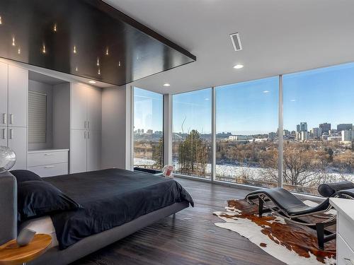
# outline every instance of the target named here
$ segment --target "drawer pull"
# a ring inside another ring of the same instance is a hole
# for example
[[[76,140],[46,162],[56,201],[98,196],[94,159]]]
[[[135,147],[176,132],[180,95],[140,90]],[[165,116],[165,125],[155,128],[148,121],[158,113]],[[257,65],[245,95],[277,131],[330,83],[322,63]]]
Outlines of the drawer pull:
[[[354,265],[354,262],[350,259],[344,258],[343,259],[346,265]]]
[[[12,113],[10,114],[10,124],[13,124],[13,114]]]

● Anweisung
Tausche im Abschnitt vom Anfang der Zeilen bis einschließlich der Zeile mit "[[[76,140],[46,162],[56,201],[98,196],[94,159]]]" den Ausdruck "drawer pull" gegen "cabinet knob", und gib nur diesen Abschnitt sonst unverändert wieder. Das Bild soll in der Antwort nicht erscheinen.

● Lösung
# outline every instance of the target named here
$ segment --target "cabinet knob"
# a ring inside another ring of the same instance is a hole
# for example
[[[76,140],[46,162],[56,201],[98,196],[94,159]]]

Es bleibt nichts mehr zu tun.